Но болел же он и действительно. Знакомство с родимой природой во время волжской экспедиции ему довольно дорого обошлось – Островский «сломал ногу, один раз тонул, несколько раз сильно простужался»[51]. Он часто переутомлялся, простужался, болел сердцем и умер ведь в шестьдесят три, не в девяносто.
В человеке подобной силы интеллекта всегда трудно разделить физический и духовный пласты существования. Энергичный, духовно здоровый, и вкусы-то его все были здоровые: любил красивых женщин, дружеское застолье, лес, деревню, грибы и ягоды, охоту, рыбную ловлю, высокие образцы художества… но чувствительность непомерная, но боязнь холода, но тонкость душевного аппарата? Умер от разрыва сердца – случайно ли? Так что присоединим к контрастным проявлениям Островского и еще одну пару: здоровый и больной.

⁂

### [Задание к выполнению]
Во сколько лет умер Островский, согласно отрывку о нем?

⁂

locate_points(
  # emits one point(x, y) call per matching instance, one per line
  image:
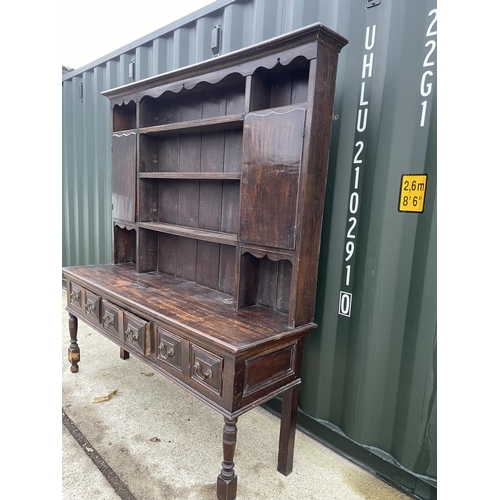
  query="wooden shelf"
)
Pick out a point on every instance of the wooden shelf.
point(226, 122)
point(191, 232)
point(205, 176)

⁂

### [Результат упражнения]
В шестьдесят три года.